De modo que me he visto obligado a buscarme una nueva peluquería. Hoy he dado con ella; y no tiene nada que ver con la antigua. Por desgracia.

Mi nueva referencia en materias pilíferas ha resultado ser un local moderno, abierto hace apenas un par de meses, aunque, por algún motivo que no termino de entender, está decorado como si llevara en el barrio desde los tiempos en los que Carlos III era guardia urbano, pese a que el barrio, por aquella época, no era más que un mosaico de bancales, secarrales y huertas estériles.

Dentro del local hay dos motocicletas clásicas americanas – una Harley-Davidson y una Indian Motocycles, ambas fabricadas en Corea -, cuatro sillones con forma de montura de caballo, cinco guitarras eléctricas, carteles de neones, pantallas de televisión, tres ordenadores, un coche antiguo, dos lavadoras manuales, un toro mecánico y una estantería para guardar frascos y ungüentos como el que tenía mi abuela cuando era enfermera, allá por los felices años veinte.

Lamentablemente, con tanto ornamento, no cabe lugar para que barberos y clientes puedan entrar en el local, así que te atienden en plena calle. Cuando llueve está bien, porque, según me han explicado, te descuentan el lavado del pelo, pero los días que aprieta el sol, la bata anti-pelos podría llegar a resultar sofocante, especialmente porque está hecha con tela vaquera.

..............................

QUÉ SE PIDE.
(a) Según el texto sobre la nueva peluquería, ¿por qué atienden a los clientes en plena calle? Responde en una a tres oraciones.
(b) Prolonga el texto sobre la nueva peluquería a partir de su última oración.

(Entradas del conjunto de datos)
..............................

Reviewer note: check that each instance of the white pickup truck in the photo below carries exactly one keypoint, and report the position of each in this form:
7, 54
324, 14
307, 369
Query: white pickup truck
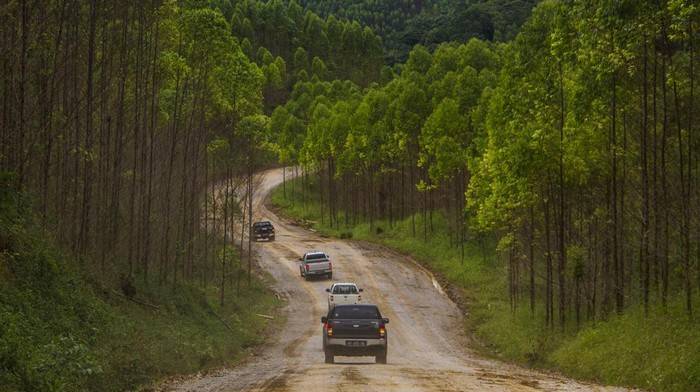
343, 294
315, 264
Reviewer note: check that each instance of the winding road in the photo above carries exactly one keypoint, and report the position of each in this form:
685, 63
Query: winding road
428, 350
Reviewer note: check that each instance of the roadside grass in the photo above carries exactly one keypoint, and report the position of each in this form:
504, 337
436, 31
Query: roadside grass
660, 352
62, 330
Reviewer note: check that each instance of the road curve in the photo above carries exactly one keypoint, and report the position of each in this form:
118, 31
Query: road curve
428, 350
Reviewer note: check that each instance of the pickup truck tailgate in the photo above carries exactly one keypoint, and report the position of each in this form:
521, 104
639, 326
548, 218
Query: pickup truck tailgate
318, 266
368, 329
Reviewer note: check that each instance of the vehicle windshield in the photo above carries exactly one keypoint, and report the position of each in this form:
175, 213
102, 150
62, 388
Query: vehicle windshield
361, 312
316, 257
344, 289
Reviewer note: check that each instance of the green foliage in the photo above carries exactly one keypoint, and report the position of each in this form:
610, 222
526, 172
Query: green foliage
63, 331
329, 48
406, 23
605, 351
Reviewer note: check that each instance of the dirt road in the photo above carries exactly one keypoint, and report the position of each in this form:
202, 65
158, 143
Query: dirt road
427, 346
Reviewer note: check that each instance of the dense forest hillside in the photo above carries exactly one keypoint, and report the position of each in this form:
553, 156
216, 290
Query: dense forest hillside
544, 155
130, 132
405, 23
573, 148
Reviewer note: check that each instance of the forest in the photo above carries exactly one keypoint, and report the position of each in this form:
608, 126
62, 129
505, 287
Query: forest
560, 134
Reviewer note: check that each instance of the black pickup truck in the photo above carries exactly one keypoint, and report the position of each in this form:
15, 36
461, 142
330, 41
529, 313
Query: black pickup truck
355, 331
263, 230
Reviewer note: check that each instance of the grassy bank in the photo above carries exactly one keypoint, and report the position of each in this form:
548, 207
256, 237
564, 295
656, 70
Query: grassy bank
61, 330
660, 352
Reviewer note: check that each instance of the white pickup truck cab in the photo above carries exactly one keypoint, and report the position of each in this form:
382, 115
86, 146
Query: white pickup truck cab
343, 294
315, 264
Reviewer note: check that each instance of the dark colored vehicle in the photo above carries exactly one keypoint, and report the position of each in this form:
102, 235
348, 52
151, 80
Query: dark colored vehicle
264, 230
355, 331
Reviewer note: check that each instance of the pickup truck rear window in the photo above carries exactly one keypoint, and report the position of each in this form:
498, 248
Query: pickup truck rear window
362, 312
344, 289
316, 257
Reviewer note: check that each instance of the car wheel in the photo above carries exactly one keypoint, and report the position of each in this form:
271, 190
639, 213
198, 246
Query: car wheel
381, 358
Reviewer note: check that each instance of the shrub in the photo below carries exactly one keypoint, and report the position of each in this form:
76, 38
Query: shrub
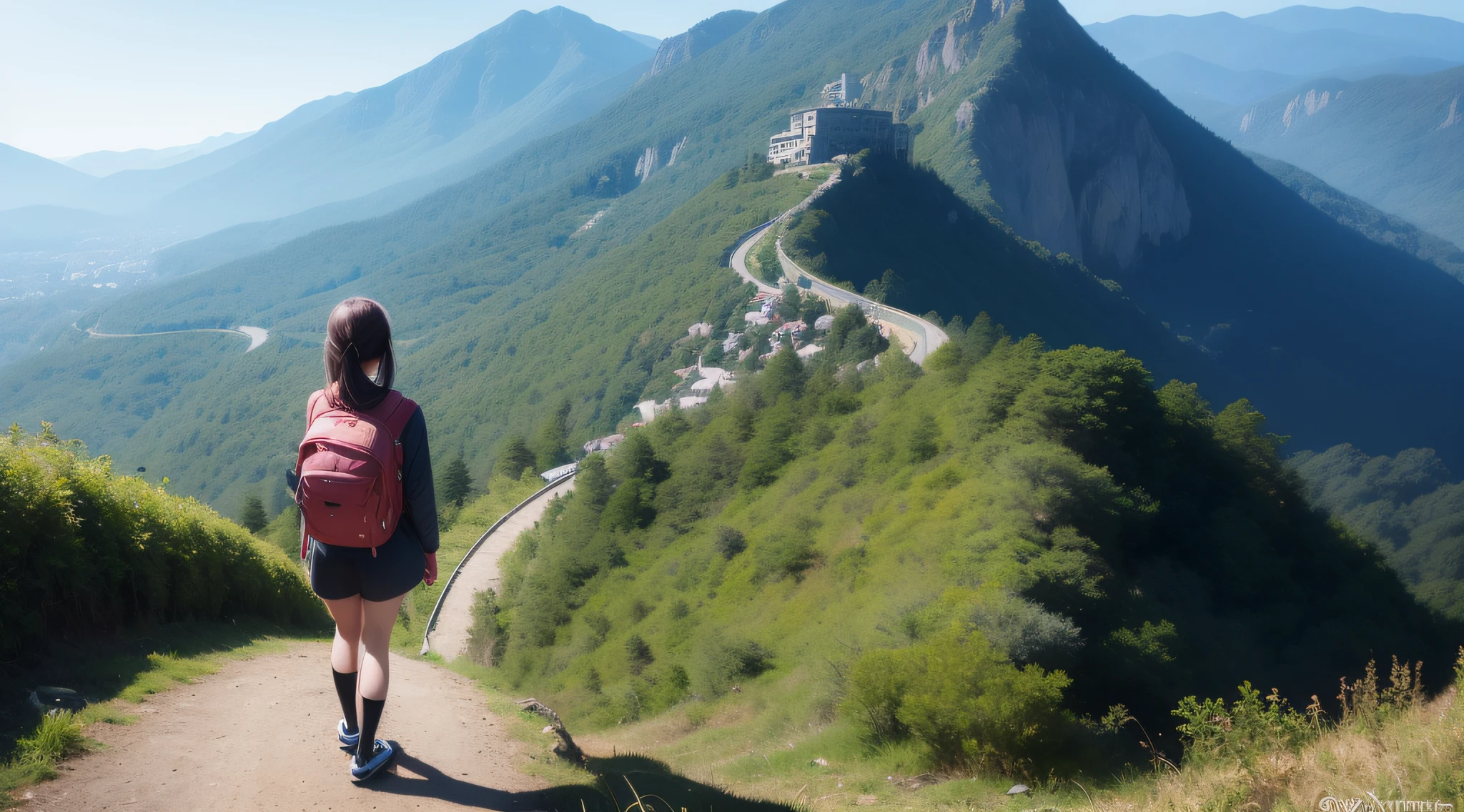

..............................

RESPUESTAS POR TAREA.
(a) Porque el local está tan lleno de adornos (motocicletas, sillones con forma de montura, guitarras, un coche antiguo, un toro mecánico y más) que no queda sitio para que barberos y clientes puedan entrar.

(b)
Mi nueva experiencia no podría haber sido más desalentadora. En cuanto llegué, un tipo inquietante se acercó a mí con aspecto amenazador. Resultó ser el peluquero. Por lo que pude deducir de su atuendo, el individuo es de origen zulú, pese a lucir una piel más blanca que el culo de un astronauta en enero. Pero a mí no me engaña; la argolla que le cuelga de la nariz, las dos dilataciones de sus orejas, por cuyo diámetro podría colarse con cierta holgura un balón de baloncesto, y el pelo, rapado por los laterales y con una cresta morada que surca su testa de proa a popa, delatan su origen centroafricano. He visto individuos semejantes en los documentales étnicos que National Geographic emite a la hora de la sobremesa para ayudar a su audiencia a dormir plácidas siestas.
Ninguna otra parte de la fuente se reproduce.